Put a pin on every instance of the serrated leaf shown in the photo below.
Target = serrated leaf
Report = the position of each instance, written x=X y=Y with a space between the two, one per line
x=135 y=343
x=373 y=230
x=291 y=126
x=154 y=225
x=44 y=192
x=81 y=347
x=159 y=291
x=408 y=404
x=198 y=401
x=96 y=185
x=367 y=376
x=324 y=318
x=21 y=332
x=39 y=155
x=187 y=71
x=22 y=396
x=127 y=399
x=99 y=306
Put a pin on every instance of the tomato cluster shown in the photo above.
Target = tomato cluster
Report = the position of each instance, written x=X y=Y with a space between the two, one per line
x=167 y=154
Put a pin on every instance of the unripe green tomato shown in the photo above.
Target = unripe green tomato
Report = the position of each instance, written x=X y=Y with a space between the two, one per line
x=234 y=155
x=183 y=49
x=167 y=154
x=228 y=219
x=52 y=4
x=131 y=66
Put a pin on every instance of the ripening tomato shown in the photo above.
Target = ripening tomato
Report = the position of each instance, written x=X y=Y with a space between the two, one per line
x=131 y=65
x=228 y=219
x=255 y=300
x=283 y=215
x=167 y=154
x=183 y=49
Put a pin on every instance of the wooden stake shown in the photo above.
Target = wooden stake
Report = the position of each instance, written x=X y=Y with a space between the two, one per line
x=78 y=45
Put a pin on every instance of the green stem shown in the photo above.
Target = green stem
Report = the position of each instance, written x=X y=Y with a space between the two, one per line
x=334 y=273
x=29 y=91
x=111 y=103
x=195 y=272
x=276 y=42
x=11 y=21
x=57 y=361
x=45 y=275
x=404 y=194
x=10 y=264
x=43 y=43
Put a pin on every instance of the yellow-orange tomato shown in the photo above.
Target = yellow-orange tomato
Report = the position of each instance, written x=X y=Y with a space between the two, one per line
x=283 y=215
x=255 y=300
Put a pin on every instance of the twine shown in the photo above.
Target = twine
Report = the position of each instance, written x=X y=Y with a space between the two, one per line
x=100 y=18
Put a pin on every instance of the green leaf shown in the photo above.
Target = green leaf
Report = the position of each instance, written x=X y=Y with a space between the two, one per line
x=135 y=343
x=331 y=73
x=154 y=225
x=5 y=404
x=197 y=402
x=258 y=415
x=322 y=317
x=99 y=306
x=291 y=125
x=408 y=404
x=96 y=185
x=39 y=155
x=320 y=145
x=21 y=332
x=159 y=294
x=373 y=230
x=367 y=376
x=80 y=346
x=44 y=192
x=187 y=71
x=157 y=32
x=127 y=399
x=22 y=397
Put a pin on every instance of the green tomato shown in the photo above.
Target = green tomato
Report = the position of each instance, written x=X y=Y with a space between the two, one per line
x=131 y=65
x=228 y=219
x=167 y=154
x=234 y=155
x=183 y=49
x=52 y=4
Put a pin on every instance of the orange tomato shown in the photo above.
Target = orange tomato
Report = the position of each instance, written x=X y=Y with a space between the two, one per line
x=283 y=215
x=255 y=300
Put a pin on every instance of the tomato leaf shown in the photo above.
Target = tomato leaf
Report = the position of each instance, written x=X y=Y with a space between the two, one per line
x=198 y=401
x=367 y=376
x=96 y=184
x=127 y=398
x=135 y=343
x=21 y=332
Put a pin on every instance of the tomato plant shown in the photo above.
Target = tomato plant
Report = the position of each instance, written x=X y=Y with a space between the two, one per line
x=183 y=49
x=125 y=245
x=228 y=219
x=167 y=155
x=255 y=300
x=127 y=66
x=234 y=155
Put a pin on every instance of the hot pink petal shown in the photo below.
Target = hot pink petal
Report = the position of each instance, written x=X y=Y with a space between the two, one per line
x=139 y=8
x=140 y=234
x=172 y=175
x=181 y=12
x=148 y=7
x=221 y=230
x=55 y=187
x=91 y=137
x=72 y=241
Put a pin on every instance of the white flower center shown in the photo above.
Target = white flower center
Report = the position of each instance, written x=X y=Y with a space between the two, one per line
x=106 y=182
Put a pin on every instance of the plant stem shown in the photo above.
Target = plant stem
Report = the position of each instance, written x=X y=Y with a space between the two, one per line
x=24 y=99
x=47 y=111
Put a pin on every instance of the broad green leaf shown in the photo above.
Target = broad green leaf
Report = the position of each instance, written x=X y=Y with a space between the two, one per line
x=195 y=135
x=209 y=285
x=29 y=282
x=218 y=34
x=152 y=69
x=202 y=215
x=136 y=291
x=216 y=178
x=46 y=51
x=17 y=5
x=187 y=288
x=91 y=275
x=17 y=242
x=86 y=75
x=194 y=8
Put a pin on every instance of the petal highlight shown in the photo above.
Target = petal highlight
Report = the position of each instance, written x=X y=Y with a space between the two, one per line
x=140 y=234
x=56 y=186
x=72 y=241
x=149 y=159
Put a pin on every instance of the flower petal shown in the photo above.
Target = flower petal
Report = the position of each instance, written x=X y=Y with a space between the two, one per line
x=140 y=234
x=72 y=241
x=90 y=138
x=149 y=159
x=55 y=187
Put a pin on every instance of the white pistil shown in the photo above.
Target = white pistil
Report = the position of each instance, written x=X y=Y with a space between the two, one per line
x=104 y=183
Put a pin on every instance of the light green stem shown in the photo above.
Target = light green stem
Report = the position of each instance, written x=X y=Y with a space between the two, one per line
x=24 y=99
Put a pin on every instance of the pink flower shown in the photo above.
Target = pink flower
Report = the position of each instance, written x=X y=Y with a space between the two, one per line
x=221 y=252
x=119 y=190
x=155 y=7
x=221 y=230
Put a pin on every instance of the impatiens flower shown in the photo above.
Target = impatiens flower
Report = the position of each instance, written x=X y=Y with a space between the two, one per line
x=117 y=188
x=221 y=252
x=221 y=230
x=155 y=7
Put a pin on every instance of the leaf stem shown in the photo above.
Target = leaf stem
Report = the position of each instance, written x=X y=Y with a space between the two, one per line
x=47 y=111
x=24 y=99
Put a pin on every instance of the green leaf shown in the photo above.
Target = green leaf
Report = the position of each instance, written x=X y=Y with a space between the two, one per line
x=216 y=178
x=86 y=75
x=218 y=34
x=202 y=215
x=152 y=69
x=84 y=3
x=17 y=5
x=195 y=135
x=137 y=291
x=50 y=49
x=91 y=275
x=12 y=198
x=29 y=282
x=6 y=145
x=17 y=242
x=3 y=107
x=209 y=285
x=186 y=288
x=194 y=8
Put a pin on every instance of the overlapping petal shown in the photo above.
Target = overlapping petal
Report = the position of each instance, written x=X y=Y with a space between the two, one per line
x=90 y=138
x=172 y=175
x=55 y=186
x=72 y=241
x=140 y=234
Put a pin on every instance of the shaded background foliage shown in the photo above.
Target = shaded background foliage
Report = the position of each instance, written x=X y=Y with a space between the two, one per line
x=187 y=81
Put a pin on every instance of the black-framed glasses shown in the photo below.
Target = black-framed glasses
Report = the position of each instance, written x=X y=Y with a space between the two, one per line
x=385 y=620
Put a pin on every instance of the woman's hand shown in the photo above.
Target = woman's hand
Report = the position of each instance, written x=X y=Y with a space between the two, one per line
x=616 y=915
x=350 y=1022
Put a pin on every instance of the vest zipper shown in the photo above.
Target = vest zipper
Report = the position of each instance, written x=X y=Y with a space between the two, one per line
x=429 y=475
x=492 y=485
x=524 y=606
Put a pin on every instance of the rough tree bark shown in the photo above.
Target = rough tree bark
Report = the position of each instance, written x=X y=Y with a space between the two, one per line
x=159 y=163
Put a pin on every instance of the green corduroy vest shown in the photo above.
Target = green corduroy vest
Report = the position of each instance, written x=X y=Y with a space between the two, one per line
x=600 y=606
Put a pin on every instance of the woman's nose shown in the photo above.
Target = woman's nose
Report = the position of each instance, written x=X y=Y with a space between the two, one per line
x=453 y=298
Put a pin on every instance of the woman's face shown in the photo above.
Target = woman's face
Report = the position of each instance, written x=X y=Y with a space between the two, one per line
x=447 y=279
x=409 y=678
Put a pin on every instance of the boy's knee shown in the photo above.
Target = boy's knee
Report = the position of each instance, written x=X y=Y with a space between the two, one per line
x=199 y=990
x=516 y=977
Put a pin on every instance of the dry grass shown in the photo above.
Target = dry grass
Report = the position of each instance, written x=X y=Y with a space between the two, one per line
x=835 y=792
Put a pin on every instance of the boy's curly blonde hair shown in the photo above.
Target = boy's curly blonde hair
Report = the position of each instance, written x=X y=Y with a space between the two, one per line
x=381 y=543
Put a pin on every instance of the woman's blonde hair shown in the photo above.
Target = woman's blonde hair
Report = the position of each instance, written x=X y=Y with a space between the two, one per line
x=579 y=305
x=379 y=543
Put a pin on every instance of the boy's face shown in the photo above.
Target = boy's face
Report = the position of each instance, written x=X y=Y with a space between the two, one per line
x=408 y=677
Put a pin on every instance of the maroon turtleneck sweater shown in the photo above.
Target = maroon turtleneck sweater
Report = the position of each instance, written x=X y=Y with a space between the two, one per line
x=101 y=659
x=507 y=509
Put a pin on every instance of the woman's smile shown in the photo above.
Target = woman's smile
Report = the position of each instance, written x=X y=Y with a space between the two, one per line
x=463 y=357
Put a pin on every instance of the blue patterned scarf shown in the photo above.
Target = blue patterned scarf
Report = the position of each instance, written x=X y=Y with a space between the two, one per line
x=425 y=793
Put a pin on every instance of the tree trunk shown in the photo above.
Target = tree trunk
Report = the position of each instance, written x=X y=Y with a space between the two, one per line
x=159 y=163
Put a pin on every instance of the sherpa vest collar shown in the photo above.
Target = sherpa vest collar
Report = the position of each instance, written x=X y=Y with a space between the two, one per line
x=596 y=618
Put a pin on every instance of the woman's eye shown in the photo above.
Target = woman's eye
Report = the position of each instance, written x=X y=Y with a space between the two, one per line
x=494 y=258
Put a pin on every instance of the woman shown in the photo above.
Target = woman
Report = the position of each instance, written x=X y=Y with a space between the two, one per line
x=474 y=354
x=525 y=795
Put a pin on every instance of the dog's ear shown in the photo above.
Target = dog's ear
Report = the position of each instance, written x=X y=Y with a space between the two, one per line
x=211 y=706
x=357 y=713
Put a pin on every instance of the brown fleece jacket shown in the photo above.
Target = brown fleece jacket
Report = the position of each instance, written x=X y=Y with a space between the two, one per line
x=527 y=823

━━━━

Return the part of the records that opens with the line containing "Put a pin on every instance of the dry" and closes with the line containing "x=408 y=677", copying each line exactly, with both of those lines included.

**Answer to this problem**.
Put a pin on every instance of the dry grass shown in the photo above.
Target = dry grass
Report = the position of each instance, written x=X y=Y with a space between the two, one per line
x=835 y=792
Put a pin on every instance of the boy's curly blonde hair shown in the photo above.
Target = boy's curly blonde hair
Report = the position of each instance, written x=X y=Y with a space between the two, one per line
x=381 y=543
Put a pin on every instance of the woman's blonde hair shown in the photo above.
Target = woman's blonde hair
Report = the position of each instance, written x=X y=Y with a space between the two, one per line
x=579 y=305
x=379 y=543
Put a pin on every instance of the boy's face shown in the photo above.
Target = boy's face
Report = the position of each instance, written x=X y=Y with a space between the two, one per line
x=408 y=677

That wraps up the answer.